• **Lignes extraites**:
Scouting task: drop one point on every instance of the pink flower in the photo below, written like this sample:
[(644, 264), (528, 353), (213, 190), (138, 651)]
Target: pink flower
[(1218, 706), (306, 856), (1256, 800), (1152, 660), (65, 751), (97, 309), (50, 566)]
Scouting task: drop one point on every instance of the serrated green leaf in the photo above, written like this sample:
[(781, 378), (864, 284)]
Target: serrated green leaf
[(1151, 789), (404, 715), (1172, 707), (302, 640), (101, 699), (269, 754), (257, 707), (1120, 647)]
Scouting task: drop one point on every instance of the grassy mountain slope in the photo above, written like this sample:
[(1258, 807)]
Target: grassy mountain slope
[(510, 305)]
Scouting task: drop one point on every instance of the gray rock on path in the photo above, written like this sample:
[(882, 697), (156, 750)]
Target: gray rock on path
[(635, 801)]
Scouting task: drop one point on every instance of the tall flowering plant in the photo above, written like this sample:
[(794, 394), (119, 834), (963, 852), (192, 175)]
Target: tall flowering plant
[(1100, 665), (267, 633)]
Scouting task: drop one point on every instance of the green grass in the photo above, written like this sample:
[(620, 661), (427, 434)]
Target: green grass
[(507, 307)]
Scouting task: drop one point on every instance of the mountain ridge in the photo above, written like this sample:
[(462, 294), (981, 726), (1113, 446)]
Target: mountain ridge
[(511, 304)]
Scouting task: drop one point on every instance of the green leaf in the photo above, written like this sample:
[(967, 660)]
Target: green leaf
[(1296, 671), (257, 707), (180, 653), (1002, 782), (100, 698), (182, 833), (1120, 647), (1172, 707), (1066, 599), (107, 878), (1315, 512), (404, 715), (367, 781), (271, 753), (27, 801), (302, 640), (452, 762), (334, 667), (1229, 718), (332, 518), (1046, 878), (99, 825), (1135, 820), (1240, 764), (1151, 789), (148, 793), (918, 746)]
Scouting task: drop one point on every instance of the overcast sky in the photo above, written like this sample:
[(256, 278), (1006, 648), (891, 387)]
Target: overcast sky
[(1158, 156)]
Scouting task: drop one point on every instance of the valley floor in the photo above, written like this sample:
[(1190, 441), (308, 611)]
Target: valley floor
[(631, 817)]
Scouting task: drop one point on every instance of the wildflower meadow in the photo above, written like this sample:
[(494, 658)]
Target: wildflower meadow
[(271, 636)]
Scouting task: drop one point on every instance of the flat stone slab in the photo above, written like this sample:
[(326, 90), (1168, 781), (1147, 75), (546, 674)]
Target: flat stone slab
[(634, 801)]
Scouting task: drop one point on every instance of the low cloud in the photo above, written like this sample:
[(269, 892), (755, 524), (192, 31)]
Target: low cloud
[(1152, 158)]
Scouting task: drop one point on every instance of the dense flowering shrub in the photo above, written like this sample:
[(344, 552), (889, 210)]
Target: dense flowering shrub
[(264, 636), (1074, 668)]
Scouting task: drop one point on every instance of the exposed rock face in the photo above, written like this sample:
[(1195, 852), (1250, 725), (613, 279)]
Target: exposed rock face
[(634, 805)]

• **Consigne donnée**:
Pouvez-vous réécrire les lignes, du début jusqu'à celle qui contient « [(507, 307)] » incluse, en substituant « place one point » à « drop one point » et en laissant tout le reste intact ?

• **Corrigé**:
Scouting task: place one point on every instance of the pink flower in the photo below, written like this sample:
[(644, 264), (528, 353), (213, 190), (138, 651)]
Target: pink flower
[(1218, 706), (306, 856), (1256, 800), (1152, 660), (65, 751), (97, 309), (50, 566)]
Scouting task: place one point on every instance of the serrated green leaf in the photo above, written like this sample:
[(781, 378), (864, 284)]
Target: serrated green leaf
[(1151, 789), (404, 715), (1172, 707), (302, 640), (101, 699), (269, 754), (257, 707), (1120, 647)]
Scouting task: place one point on every instance of the grassy mountain slope in the photo above, written like this sample:
[(1258, 807)]
Target: grassy mountain slope
[(510, 305)]
Scouting task: place one point on every instance of the gray rock on path in the photo above, written like this sample:
[(882, 697), (156, 750)]
Target: gray rock on path
[(635, 801)]
Scouting task: place one point on every instance of the tall flowering plant in the photo above, written like this sample:
[(794, 394), (119, 834), (963, 852), (192, 175)]
Target: tall flowering plant
[(1100, 665), (267, 633)]
Scouting task: place one point on every instance of the green grass in the photo above, written like this sample:
[(620, 661), (427, 434)]
Target: green grass
[(507, 307)]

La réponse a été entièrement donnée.